GIVEN REQUEST
Collect every line of the listing below that contains the string "door", treating uppercase and lowercase as different.

— START OF RECORDS TO PROCESS —

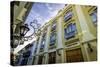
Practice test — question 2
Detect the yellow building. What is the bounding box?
[11,1,33,47]
[15,5,97,65]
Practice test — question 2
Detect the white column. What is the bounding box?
[75,5,95,60]
[56,17,64,63]
[57,17,63,49]
[44,26,50,64]
[75,5,95,42]
[35,33,43,64]
[44,26,50,52]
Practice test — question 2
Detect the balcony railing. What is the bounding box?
[65,31,75,39]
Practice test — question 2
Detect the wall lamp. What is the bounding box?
[87,43,93,52]
[13,19,41,46]
[57,49,61,56]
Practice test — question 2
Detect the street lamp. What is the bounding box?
[13,20,40,45]
[20,24,30,37]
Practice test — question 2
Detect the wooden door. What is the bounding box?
[48,52,56,64]
[66,49,83,62]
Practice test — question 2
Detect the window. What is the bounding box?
[90,9,97,25]
[64,11,73,22]
[14,1,20,6]
[48,52,56,64]
[40,32,46,51]
[50,32,56,46]
[64,23,76,39]
[40,40,45,50]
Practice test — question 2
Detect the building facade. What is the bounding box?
[11,1,33,47]
[15,5,97,65]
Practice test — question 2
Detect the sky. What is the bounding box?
[25,2,64,25]
[14,2,65,53]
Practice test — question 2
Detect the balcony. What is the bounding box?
[40,44,44,52]
[23,51,31,57]
[65,31,75,39]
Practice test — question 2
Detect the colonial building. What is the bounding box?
[14,5,97,65]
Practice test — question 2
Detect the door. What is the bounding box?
[48,52,56,64]
[66,48,84,62]
[38,55,43,64]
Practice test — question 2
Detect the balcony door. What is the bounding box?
[66,48,83,62]
[48,52,56,64]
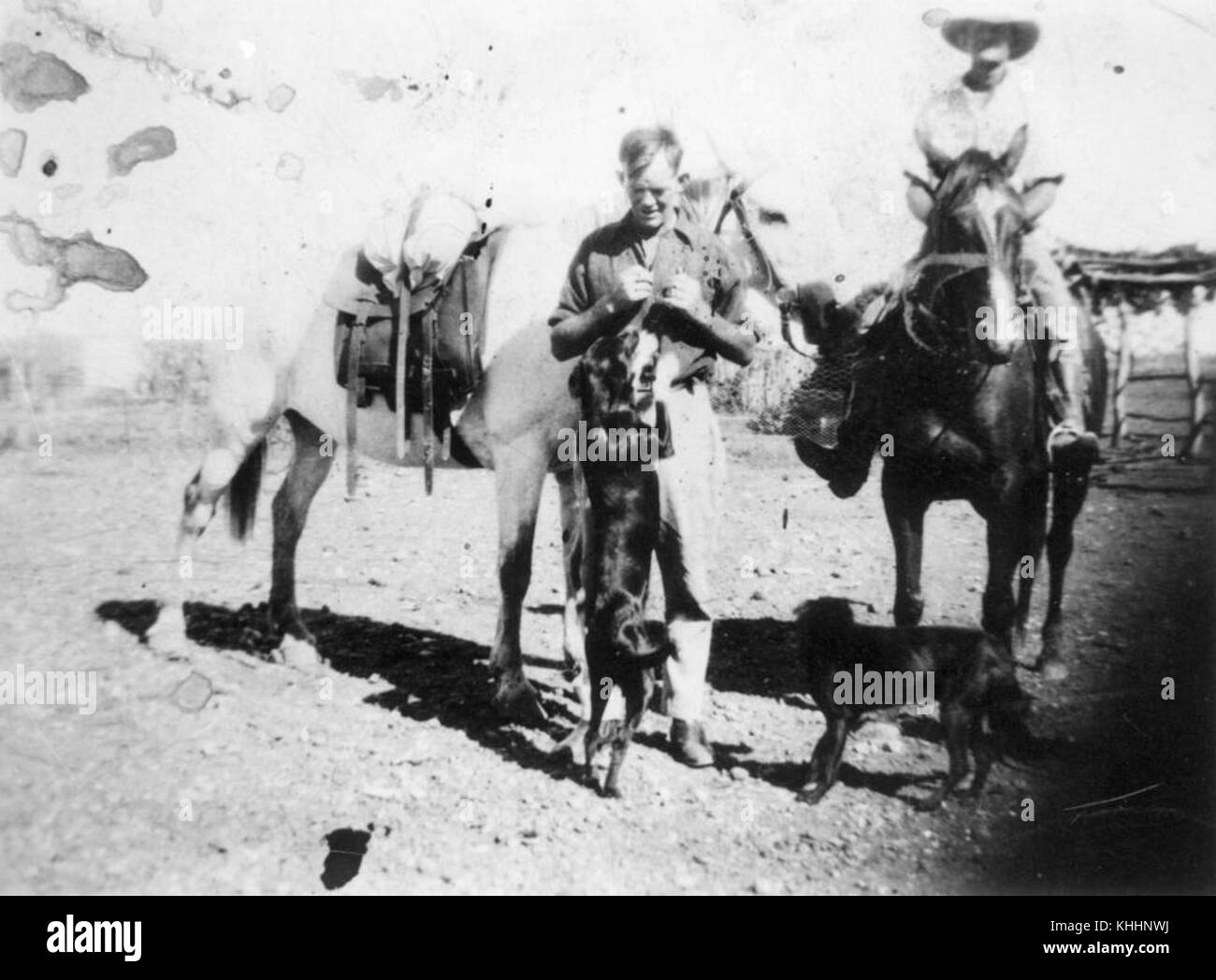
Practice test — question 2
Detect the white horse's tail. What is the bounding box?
[228,437,267,541]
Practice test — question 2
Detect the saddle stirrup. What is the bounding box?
[347,299,369,499]
[393,291,410,459]
[422,302,439,497]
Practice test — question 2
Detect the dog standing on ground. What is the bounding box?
[798,598,1036,810]
[571,329,670,797]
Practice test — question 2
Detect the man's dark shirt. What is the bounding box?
[548,209,745,383]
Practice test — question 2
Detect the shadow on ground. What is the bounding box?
[96,599,578,781]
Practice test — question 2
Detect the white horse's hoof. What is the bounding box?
[275,636,321,671]
[494,677,548,728]
[548,721,587,766]
[143,604,190,656]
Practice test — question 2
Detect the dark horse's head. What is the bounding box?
[906,126,1049,362]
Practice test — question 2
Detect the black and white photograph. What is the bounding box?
[0,0,1216,914]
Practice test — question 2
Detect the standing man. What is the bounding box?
[799,16,1099,497]
[548,126,757,766]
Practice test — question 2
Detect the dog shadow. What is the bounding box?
[96,599,588,782]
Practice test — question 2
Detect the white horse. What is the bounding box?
[149,180,792,724]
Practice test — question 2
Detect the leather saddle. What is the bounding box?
[324,228,502,493]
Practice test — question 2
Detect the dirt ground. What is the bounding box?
[0,405,1216,894]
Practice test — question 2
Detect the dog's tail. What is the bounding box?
[988,671,1047,762]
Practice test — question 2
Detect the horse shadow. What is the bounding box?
[96,599,580,782]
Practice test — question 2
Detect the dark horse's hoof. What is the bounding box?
[795,783,828,806]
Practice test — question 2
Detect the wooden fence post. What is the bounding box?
[1110,303,1132,447]
[1179,295,1209,459]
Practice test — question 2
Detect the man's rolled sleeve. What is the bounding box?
[548,242,595,327]
[709,250,755,338]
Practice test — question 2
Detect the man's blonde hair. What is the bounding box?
[620,126,684,177]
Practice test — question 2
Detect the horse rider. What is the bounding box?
[800,7,1098,497]
[548,126,757,767]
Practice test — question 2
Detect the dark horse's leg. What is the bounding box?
[1037,469,1090,681]
[972,463,1047,652]
[883,463,929,627]
[270,411,335,645]
[1014,473,1049,661]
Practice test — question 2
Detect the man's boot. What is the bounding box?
[670,718,714,769]
[1047,340,1101,471]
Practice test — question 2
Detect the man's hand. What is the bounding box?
[659,272,710,325]
[607,265,654,311]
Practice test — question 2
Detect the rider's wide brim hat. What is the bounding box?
[941,15,1040,61]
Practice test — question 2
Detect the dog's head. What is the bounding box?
[794,597,855,643]
[571,329,659,428]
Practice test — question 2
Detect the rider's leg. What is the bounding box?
[1022,235,1099,468]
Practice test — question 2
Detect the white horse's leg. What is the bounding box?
[555,467,587,668]
[147,350,283,653]
[490,447,548,725]
[146,425,268,653]
[270,411,335,647]
[554,467,591,764]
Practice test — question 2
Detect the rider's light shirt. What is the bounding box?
[916,72,1062,185]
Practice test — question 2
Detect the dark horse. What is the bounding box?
[871,129,1101,679]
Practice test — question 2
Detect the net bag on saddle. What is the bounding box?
[782,284,875,449]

— END OF RECORDS TO PROCESS —

TASK OUTPUT
Detect the wooden door. What is the bounding box?
Detect the door. What is the bounding box?
Detect the balcony door. What is the bounding box?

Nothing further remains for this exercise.